===== Data excerpts

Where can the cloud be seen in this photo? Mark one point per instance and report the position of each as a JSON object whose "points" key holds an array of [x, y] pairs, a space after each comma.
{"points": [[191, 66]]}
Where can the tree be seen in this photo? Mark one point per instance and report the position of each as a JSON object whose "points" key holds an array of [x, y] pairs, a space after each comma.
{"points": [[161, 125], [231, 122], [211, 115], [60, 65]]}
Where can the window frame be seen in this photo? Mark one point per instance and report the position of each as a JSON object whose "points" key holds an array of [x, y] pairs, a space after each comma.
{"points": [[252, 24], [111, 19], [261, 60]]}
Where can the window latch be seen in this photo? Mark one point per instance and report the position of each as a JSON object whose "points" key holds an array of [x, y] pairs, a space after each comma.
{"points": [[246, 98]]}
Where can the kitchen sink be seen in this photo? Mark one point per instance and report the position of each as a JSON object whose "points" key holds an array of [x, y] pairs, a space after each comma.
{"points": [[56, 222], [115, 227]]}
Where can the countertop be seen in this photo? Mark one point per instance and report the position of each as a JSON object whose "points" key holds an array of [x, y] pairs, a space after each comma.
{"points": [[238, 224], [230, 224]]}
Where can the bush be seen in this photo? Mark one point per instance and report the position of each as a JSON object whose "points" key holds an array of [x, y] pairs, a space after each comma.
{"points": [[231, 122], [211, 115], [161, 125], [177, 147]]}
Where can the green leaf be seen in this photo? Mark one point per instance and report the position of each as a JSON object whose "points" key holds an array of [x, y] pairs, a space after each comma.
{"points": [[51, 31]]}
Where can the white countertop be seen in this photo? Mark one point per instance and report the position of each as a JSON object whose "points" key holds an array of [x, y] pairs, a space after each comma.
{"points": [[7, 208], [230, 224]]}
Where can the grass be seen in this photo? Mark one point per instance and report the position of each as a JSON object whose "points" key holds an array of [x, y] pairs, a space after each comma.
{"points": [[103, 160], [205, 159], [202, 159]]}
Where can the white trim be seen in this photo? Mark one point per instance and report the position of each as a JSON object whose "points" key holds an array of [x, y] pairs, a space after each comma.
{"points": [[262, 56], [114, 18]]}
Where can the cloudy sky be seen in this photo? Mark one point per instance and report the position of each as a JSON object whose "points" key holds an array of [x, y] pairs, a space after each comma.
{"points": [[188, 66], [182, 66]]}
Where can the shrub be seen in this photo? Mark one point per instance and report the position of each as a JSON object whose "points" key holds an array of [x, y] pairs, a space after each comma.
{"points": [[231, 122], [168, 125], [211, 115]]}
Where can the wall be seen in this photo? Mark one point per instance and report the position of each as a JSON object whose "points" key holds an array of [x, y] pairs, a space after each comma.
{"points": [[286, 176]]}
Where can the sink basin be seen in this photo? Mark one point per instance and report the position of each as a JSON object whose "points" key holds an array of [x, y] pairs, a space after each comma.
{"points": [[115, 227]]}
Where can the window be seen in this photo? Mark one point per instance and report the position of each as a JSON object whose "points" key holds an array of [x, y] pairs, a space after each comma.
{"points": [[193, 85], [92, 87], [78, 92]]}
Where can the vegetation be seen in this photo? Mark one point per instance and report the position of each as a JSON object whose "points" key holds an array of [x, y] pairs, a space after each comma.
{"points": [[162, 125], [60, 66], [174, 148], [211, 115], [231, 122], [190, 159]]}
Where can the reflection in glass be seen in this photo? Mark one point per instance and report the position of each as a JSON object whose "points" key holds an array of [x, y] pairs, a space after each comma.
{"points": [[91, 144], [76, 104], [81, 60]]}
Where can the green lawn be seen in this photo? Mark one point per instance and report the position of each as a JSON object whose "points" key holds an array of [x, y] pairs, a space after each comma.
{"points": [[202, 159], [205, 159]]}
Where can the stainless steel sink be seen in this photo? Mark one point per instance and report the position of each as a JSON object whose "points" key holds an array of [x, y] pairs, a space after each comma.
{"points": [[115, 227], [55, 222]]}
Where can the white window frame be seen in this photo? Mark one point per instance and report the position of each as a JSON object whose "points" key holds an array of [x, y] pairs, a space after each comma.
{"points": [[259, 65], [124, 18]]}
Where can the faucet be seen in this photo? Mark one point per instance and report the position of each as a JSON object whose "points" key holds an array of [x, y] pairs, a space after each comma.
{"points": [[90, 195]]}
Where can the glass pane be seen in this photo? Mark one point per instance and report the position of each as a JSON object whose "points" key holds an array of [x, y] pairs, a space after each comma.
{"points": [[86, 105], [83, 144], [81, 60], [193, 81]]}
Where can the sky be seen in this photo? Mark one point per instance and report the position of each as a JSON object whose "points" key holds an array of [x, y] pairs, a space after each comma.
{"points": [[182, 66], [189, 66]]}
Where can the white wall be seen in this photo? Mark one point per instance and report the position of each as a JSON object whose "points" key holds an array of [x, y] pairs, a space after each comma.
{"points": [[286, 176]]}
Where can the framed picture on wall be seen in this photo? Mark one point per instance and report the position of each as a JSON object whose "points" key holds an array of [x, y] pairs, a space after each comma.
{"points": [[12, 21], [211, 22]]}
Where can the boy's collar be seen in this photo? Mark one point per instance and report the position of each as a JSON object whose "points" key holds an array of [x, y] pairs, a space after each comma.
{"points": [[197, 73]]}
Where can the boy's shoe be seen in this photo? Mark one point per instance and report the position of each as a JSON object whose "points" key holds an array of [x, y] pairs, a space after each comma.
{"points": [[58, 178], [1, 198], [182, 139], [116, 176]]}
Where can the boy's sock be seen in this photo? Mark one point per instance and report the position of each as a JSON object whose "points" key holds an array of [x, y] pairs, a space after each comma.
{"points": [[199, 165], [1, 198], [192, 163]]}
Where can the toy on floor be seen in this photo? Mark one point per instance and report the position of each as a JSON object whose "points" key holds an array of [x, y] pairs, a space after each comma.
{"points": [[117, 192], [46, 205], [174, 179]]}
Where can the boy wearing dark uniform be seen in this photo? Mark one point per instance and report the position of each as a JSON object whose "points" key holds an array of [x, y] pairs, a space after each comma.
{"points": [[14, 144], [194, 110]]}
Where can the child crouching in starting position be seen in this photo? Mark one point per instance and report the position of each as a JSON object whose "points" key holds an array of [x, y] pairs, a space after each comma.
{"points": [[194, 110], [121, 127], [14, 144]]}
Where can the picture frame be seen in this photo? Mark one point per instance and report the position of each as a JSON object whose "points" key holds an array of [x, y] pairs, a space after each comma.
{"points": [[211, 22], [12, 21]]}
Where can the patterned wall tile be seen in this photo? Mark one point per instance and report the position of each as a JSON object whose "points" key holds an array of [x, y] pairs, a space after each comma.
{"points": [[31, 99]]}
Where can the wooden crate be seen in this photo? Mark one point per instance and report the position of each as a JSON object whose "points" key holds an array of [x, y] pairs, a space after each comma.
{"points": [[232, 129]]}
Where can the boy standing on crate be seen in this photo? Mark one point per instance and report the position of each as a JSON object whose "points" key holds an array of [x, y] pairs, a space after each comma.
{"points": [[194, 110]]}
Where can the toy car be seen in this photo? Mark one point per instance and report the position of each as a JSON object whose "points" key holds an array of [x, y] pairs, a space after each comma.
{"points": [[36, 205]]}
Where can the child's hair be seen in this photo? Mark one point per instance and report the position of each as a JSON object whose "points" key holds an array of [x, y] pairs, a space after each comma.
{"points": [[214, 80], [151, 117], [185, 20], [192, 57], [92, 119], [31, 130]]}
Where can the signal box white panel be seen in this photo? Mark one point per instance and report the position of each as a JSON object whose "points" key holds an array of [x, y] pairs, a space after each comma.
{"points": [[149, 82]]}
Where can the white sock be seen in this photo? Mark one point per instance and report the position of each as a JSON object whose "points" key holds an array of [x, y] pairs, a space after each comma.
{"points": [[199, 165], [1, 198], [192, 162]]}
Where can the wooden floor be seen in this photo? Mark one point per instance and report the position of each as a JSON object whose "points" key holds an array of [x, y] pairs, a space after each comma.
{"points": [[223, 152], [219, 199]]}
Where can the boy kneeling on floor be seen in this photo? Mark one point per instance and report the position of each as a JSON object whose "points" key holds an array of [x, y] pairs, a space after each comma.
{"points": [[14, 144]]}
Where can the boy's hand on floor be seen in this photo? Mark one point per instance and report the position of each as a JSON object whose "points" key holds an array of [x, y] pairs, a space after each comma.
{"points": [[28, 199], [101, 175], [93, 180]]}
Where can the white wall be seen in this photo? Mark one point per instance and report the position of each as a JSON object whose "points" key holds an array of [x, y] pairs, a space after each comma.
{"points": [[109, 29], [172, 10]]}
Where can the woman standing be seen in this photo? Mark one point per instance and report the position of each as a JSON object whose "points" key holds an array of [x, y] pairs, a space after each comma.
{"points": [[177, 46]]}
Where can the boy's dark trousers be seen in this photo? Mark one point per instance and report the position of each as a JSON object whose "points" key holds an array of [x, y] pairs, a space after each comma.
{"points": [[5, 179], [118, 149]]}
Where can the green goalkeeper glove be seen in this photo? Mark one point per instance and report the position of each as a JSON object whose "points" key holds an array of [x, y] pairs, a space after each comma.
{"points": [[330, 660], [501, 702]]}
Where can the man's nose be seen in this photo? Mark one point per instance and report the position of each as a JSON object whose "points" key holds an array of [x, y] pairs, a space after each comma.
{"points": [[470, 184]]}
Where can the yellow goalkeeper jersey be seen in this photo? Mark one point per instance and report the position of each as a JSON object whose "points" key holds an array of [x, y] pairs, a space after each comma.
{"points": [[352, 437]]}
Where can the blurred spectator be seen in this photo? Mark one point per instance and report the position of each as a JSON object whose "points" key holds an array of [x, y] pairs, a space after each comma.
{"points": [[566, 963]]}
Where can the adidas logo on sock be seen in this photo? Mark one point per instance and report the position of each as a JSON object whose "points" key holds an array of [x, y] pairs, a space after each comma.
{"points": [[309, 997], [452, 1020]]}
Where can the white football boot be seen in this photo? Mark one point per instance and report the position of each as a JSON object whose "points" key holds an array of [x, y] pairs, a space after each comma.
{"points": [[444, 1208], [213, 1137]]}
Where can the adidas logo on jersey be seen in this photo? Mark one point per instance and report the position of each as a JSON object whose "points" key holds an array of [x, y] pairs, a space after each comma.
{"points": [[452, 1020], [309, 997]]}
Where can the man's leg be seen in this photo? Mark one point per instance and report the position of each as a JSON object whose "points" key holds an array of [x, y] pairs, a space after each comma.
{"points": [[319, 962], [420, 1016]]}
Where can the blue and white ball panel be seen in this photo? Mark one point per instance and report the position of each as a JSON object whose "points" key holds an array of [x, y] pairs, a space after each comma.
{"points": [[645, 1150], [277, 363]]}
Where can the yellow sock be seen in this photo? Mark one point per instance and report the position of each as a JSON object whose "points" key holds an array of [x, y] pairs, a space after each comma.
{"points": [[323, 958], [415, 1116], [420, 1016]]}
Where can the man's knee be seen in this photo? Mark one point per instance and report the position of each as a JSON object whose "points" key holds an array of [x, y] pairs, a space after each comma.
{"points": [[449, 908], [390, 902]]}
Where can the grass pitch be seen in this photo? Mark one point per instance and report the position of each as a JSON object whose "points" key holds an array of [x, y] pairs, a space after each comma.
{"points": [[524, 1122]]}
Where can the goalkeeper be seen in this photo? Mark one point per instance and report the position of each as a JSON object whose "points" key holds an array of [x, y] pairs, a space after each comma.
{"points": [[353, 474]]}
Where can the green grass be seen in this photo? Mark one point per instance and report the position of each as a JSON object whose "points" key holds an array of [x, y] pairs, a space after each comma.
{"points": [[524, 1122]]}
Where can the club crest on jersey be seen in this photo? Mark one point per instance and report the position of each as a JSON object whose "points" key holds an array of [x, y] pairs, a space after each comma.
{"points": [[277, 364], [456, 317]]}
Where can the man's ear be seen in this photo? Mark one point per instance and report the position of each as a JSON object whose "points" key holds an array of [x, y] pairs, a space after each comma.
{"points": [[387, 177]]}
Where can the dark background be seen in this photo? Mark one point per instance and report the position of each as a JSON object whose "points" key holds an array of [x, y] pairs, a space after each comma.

==========

Only the lines from the one holding "Where can the man's knee" through the end of the records should appear in the answer, each repeated exactly.

Where can the man's knee be seen in this photo? Mark one point per instance and report the position of each as a JSON object whose "points" key holds an array of [x, y] pairs, a space after each comma.
{"points": [[449, 908], [390, 902]]}
Where can the grass pitch be seen in this photo? Mark one point per instance and report the position of each as a JSON object whose "points" key holds an array of [x, y] pairs, a space after each comma.
{"points": [[524, 1122]]}
Where can the goalkeeper be seen in this photo? Mark one point per instance and report the position of each as a JSON object whose "points" key holds an array of [x, y] pairs, a space after each comma.
{"points": [[353, 474]]}
Where can the green grass be seen in this photo? Mark one point per instance and report the position of each as a JSON object whose "points" key holds an array of [x, y] pairs, a space after each comma.
{"points": [[524, 1122]]}
Where can the club crest on jersey be seen in this photo? Mark one point per instance and report the position of each as a JSON object whose "points" key holds an array of [x, y] pairs, a space after each comma.
{"points": [[277, 364], [456, 317]]}
Where can the man's ear be seen in this photo? Mark one point per instance and report the position of each as a JSON object whose "points" key holds an array of [x, y] pairs, a space after each comma.
{"points": [[387, 177]]}
Where can the dark background be seen in this photo? Mark one point per instance and report the position of each as a JSON object whose "points" key holds an array of [x, y] pairs, a space after each comma.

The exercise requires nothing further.